PROVIDED DATA:

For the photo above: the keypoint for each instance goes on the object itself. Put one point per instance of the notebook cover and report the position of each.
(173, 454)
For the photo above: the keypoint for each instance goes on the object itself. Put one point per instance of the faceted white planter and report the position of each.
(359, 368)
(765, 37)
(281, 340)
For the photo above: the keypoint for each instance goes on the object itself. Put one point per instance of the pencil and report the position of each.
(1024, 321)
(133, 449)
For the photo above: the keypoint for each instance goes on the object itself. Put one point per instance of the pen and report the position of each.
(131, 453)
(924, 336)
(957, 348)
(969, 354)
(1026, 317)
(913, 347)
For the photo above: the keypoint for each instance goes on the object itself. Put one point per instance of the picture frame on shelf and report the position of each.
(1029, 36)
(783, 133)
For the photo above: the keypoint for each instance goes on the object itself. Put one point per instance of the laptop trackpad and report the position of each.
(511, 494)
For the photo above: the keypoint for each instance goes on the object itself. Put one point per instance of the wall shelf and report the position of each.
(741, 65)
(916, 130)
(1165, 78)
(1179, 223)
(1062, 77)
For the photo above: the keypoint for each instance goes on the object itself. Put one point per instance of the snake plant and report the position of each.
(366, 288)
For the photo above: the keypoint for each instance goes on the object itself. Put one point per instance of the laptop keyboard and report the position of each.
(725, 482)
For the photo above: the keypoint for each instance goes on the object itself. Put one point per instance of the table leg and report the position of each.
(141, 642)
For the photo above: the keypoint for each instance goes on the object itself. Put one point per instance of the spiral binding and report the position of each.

EXERCISE AIM: Write the material out once more, keeping each line exact.

WRITTEN ANSWER:
For the photo above: the keypoint for each instance goes on the object itself. Put one point per instance of the notebook cover and report the position of each.
(173, 454)
For the photo above: the keypoint for each instance goes on the object itself. Put one point per instance of the faceted white planter and report the position of each.
(359, 368)
(765, 37)
(281, 340)
For the photo above: the keypoint for each instance goes on the object itself. Put one point per instance of the pencil and report the position of each.
(1024, 321)
(133, 449)
For the photo above: the keypoint for each instance goes on the object itself. Put one point per instance of the pen and report the position of each.
(131, 453)
(924, 336)
(957, 348)
(969, 354)
(1026, 317)
(913, 347)
For the photo above: the keypoint for each instance goes on the object itself. Put one point per instance of the picture frame on shelf and report the position of each.
(1029, 36)
(783, 133)
For the photo above: the keypoint for each instance goes on the object itself. Put one point per instance of the laptop trackpad and report the position of each.
(511, 494)
For the photo above: the keypoint for each instance goes on the object itself. Put one point per instance of the wall shelf and report the position of each.
(741, 65)
(916, 130)
(1165, 78)
(1179, 223)
(1062, 77)
For the photo above: the keypoint for each instance goes on the object itself. Put one point per instance of the snake plant and report the position of each.
(366, 288)
For the photo above: the keypoint for each instance goes on the object itself. Put one point per instance of the laptop keyboard and report the position of each.
(725, 482)
For the photo above: the keypoint for each instance goes on the object itself. Put one point per instance of the table leg and report the position of each.
(141, 642)
For the photo above: the keypoint for each instance goes on the object itself. Put one point per instance of the spiral binding and report the position of each.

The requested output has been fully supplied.